[Extract — start]

This may sound crazy, but we were one of the lucky families—only a total of 3.5 months in the hospital and just a handful of days of knowing there was no hope for him. Other cancer families with a terminal diagnosis spend a year or more in-patient watching their child suffer, and up to five years fighting off disease before they ultimately have to say goodbye to their little heroes. And while 80% of children with cancer do survive in this modern day and age of medical advancements, most of them are left with life-long chronic pain, weakened immune systems, and mental anxieties. We felt blessed our child would not endure that kind of life and his suffering did not last long.

The reality for us became trying to feel gratitude amidst our suffering. My husband, Jim, and I decided the best way to heal was to look for the light within the darkness (knowing one cannot exist without the other). When we look back, we were grateful Rett was comfortable and peaceful during his last hours. There was no medical emergency or rush to save him, we were home and got to hold him and talk him through his passing, just his mama and dada by his side. Throughout this unbearable time in our life, we were completely supported by our beautiful communities of family and friends. We didn’t have another sibling at home to help understand. And Jim and I could take time to heal after because of the financial support we received. For all those reasons, we were able to accept the loss of our child knowing it would change our lives forever—but for the better.

[Extract — finish]

• **Set of tasks**
1 – In the account, how long was the child in the hospital in total?
2 – Retype the account from "The reality for" up to and including "for the better.".
You will not need the listing to work with this account.

[Data for analysis — start]

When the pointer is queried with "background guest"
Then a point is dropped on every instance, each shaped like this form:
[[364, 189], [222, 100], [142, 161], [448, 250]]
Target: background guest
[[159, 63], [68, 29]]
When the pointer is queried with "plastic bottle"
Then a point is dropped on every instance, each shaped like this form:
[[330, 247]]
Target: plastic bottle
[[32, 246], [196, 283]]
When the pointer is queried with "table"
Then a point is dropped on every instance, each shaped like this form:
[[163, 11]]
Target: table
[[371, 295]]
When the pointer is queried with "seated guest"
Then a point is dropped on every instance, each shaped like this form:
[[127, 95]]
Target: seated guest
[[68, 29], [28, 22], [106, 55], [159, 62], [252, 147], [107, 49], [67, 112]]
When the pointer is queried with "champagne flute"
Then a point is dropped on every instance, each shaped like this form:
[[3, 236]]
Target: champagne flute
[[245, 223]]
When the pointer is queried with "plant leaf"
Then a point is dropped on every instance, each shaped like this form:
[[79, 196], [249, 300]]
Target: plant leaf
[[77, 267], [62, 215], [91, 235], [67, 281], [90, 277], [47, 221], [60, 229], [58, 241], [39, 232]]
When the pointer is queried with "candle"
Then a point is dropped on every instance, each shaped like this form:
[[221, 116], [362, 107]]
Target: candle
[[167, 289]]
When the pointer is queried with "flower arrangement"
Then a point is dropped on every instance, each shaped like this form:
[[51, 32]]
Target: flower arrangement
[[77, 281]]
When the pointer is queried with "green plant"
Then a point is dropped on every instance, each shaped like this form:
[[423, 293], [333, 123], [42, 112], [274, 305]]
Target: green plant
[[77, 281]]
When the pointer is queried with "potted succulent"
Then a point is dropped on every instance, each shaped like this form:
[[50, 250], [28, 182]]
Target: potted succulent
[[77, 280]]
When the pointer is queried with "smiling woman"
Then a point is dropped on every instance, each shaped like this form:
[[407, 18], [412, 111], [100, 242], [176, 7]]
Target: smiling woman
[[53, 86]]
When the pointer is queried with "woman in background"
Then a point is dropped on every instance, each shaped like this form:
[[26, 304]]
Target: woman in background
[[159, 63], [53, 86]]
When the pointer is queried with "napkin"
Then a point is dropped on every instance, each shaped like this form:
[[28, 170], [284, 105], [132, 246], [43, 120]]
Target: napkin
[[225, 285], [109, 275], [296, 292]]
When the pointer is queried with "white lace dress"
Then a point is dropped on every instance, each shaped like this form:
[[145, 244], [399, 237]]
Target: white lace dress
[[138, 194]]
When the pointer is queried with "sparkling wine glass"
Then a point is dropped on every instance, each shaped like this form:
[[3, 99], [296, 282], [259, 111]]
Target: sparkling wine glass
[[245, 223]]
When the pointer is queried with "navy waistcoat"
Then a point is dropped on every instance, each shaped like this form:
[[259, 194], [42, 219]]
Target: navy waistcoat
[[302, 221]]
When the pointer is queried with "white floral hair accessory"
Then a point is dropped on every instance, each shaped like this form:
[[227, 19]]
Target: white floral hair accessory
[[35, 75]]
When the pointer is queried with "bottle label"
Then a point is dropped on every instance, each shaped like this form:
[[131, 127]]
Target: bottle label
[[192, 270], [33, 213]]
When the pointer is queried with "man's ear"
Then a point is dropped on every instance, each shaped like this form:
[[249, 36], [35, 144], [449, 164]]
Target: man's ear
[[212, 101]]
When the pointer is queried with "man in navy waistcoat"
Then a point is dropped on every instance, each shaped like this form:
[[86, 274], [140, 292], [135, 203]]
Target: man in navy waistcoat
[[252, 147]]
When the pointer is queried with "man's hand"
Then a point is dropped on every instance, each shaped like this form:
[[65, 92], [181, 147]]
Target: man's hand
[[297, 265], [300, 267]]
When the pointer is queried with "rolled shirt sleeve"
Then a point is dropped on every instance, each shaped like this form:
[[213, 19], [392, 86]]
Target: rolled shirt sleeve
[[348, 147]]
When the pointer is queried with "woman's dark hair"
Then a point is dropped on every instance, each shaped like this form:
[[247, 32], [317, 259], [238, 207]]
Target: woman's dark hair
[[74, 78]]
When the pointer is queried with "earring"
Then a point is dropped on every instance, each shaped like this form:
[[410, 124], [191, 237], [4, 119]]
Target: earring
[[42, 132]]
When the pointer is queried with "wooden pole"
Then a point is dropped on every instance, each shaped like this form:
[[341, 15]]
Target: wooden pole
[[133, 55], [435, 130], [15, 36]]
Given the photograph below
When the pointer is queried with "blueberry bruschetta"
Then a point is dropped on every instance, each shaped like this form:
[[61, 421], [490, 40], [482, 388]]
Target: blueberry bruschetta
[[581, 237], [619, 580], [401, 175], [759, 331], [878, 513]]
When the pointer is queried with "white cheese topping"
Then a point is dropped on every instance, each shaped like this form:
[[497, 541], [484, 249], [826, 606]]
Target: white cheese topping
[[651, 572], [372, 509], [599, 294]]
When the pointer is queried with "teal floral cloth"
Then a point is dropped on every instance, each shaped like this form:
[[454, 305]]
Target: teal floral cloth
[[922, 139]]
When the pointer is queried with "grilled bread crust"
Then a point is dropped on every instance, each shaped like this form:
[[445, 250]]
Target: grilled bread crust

[Data for analysis — finish]

• **Solutions for each task**
1 – A total of 3.5 months.

2 –
The reality for us became trying to feel gratitude amidst our suffering. My husband, Jim, and I decided the best way to heal was to look for the light within the darkness (knowing one cannot exist without the other). When we look back, we were grateful Rett was comfortable and peaceful during his last hours. There was no medical emergency or rush to save him, we were home and got to hold him and talk him through his passing, just his mama and dada by his side. Throughout this unbearable time in our life, we were completely supported by our beautiful communities of family and friends. We didn’t have another sibling at home to help understand. And Jim and I could take time to heal after because of the financial support we received. For all those reasons, we were able to accept the loss of our child knowing it would change our lives forever—but for the better.